▸ **PAGE TEXT**
--- start ---
Given a binary tree, write a function to get the maximum width of the given tree. The width of a tree is the maximum width among all levels. The binary tree has the same structure as a full binary tree, but some nodes are null.
The width of one level is defined as the length between the end-nodes (the leftmost and right most non-null nodes in the level, where thenullnodes between the end-nodes are also counted into the length calculation.
Example
Example 1:
Input:
1
/ \
3 2
/ \ \
5 3 9
Output:
4
Explanation:
The maximum width existing in the third level with the length 4 (5,3,null,9).
Example 2:
Input:
1
/
3
/ \
5 3
Output:
2
Explanation:
The maximum width existing in the third level with the length 2 (5,3).
Example 3:
Input:
1
/ \
3 2
/
5
Output:
2
Explanation:
The maximum width existing in the second level with the length 2 (3,2).
--- end ---
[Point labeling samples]
--- start ---
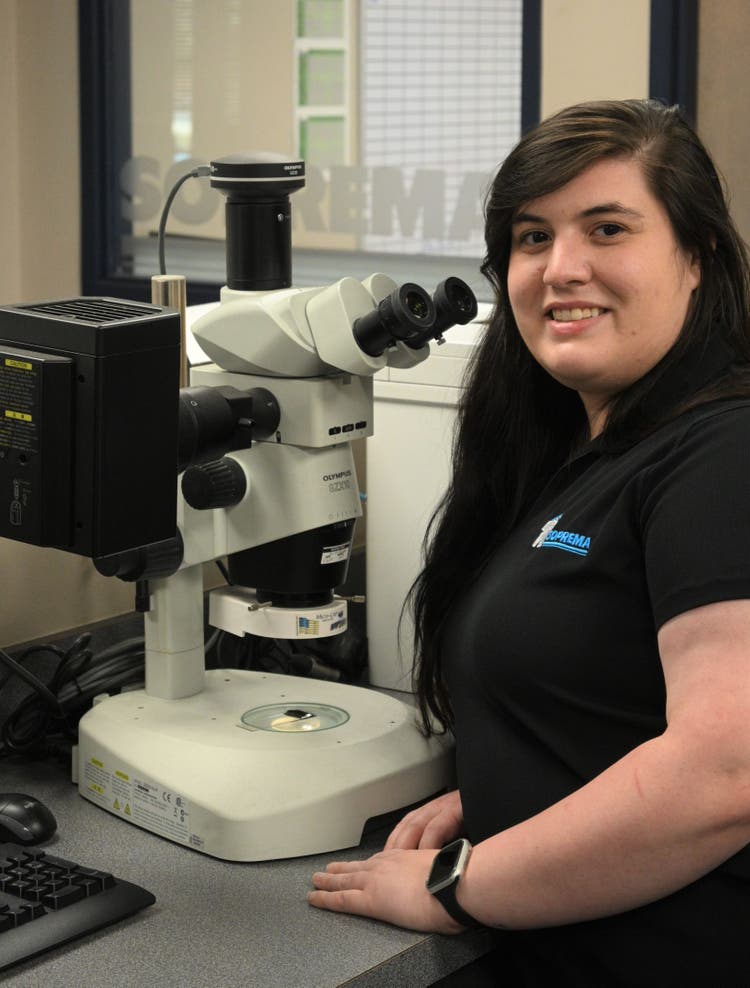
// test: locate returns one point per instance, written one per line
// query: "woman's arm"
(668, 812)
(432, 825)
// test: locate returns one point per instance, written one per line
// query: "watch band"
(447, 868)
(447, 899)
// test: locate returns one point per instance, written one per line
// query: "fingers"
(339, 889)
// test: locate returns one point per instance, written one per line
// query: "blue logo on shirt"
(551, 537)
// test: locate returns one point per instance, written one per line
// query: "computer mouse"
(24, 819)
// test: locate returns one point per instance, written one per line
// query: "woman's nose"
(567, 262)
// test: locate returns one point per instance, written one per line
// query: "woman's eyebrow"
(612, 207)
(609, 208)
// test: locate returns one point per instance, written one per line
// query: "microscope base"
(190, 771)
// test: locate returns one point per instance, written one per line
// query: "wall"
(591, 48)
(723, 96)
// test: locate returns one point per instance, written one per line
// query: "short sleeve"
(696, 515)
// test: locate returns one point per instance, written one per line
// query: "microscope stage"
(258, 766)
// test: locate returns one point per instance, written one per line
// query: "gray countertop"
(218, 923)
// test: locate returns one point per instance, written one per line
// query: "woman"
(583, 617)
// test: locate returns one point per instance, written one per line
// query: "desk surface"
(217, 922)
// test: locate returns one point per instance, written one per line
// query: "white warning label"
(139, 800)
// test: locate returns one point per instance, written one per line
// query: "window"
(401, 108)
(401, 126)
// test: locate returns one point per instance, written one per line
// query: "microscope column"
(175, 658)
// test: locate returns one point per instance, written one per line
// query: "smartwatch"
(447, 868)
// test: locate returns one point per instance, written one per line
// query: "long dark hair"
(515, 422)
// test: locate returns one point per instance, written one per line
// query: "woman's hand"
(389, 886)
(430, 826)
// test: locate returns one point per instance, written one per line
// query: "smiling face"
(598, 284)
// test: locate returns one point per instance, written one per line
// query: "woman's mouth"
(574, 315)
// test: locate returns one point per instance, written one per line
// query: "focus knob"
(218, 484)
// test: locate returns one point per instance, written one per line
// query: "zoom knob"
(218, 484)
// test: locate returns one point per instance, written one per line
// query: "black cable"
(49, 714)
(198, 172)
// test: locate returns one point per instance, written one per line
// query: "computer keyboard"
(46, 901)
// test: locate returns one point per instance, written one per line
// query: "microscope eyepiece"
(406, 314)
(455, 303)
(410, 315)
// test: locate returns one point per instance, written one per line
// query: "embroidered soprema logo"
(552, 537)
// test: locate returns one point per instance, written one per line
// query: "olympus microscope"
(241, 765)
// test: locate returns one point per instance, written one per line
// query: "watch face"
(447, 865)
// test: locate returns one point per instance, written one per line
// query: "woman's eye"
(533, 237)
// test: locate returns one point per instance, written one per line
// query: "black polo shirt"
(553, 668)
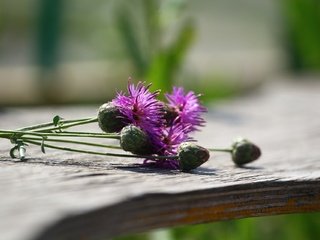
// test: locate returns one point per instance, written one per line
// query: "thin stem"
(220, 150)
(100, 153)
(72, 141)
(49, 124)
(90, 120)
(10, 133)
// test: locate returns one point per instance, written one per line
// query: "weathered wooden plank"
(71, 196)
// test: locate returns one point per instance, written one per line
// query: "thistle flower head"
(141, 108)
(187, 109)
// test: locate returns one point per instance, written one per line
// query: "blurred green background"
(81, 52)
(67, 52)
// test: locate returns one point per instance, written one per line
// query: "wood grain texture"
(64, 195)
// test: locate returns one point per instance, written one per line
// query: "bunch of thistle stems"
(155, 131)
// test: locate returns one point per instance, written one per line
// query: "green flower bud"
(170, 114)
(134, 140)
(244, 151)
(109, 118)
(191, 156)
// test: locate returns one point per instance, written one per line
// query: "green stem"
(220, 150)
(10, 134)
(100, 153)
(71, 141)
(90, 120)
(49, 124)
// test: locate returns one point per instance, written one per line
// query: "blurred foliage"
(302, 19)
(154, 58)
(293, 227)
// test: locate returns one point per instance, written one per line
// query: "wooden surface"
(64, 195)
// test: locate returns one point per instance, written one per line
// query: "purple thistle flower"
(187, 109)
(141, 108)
--- end ---
▸ **SET TASK 1**
According to the tree-width problem, how is the width of a tree defined?
▸ **SET TASK 2**
Translate this sentence from the tree-width problem into Spanish: "The binary tree has the same structure as a full binary tree, but some nodes are null."
▸ **SET TASK 3**
Rewrite the stretch of the tree-width problem from "The width of one" through "length 4 (5,3,null,9).", switching "Explanation" to "Reason".
The rows aren't needed for any of the tasks.

▸ **WRITTEN ANSWER 1**
It is the maximum width among all levels.

▸ **WRITTEN ANSWER 2**
El árbol binario tiene la misma estructura que un árbol binario completo, pero algunos nodos son nulos.

▸ **WRITTEN ANSWER 3**
The width of one level is defined as the length between the end-nodes (the leftmost and right most non-null nodes in the level, where thenullnodes between the end-nodes are also counted into the length calculation.
Example
Example 1:
Input:
1
/ \
3 2
/ \ \
5 3 9
Output:
4
Reason:
The maximum width existing in the third level with the length 4 (5,3,null,9).